[Records drawn from a dataset]
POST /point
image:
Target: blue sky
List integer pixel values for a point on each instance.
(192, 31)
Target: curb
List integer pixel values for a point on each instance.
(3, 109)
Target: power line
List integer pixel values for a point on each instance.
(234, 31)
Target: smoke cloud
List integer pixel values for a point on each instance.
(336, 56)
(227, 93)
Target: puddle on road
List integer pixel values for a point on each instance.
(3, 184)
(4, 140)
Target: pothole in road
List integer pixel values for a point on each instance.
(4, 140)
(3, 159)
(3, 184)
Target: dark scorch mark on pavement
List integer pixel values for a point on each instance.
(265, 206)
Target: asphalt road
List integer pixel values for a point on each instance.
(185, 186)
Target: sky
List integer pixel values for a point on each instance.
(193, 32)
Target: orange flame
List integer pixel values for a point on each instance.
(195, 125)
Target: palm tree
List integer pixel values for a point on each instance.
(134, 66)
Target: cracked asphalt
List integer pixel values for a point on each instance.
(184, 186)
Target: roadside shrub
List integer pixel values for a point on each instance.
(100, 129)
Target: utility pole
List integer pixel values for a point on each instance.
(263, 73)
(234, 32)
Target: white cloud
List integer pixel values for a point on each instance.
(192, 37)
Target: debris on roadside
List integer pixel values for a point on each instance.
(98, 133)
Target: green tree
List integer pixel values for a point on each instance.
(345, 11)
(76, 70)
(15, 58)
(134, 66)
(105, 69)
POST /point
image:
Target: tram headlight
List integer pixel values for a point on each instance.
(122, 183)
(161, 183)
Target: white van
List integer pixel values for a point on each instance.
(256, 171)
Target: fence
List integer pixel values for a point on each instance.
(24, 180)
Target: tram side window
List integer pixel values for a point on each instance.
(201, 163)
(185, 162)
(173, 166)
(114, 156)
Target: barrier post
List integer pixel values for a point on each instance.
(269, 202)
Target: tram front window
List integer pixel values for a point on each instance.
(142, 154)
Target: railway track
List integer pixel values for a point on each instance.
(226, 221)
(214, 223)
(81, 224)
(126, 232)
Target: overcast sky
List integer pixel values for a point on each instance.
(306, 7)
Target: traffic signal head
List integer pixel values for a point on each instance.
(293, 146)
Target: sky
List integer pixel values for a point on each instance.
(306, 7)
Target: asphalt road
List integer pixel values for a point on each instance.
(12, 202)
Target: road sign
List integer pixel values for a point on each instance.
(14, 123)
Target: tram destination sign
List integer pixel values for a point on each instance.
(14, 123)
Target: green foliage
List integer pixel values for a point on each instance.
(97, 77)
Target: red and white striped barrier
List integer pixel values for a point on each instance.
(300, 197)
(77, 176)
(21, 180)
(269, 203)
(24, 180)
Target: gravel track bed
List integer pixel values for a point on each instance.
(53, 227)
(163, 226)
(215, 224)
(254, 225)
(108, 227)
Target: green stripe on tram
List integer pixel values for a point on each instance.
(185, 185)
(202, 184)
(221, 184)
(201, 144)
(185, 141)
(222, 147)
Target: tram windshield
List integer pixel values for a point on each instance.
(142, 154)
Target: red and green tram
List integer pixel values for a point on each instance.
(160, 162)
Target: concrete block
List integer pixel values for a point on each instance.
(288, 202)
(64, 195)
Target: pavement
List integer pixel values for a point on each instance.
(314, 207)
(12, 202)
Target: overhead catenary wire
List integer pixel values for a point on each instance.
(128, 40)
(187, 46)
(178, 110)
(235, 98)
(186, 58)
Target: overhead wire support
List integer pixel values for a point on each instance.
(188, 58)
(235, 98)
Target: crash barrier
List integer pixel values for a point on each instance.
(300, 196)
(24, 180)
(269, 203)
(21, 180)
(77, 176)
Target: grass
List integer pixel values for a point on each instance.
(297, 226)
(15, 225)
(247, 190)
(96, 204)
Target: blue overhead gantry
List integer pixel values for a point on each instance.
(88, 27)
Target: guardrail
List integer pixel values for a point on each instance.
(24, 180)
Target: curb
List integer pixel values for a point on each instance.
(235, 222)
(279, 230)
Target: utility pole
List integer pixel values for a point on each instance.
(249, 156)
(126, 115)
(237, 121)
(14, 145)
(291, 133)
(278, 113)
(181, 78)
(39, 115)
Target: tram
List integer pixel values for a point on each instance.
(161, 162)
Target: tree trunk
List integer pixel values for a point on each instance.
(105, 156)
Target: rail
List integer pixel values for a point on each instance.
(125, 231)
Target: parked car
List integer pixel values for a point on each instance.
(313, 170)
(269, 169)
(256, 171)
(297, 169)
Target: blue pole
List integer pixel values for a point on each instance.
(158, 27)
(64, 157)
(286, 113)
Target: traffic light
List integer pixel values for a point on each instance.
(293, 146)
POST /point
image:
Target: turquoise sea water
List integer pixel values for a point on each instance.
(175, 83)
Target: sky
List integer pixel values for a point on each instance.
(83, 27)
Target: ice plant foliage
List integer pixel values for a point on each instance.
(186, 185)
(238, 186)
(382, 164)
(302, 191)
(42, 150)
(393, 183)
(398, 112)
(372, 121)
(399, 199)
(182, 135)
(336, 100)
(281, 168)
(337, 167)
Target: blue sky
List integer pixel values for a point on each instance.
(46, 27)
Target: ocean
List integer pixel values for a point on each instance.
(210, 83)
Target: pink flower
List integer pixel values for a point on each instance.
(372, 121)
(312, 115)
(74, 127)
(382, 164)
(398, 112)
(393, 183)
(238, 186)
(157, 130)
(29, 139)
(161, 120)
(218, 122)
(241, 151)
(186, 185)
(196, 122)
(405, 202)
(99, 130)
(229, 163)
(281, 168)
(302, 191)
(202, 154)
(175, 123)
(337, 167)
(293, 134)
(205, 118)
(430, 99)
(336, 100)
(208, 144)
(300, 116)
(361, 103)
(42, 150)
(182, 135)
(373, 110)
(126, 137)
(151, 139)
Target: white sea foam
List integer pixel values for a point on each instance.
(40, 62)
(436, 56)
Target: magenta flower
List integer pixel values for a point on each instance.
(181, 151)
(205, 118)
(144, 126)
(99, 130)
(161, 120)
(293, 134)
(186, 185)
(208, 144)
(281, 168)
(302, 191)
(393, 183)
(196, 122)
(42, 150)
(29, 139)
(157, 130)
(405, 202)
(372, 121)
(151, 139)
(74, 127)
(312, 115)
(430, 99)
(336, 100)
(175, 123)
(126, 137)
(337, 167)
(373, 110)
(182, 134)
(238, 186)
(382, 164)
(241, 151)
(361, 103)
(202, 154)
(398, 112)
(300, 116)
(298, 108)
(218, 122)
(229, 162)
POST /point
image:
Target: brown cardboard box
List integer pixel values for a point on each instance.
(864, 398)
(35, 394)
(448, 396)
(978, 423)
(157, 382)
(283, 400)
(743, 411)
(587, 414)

== WHAT IS NEEDED ==
If a line in the records contains the word "flower", copy it out.

== SOLUTION BELOW ==
Target: pink flower
Target: magenta flower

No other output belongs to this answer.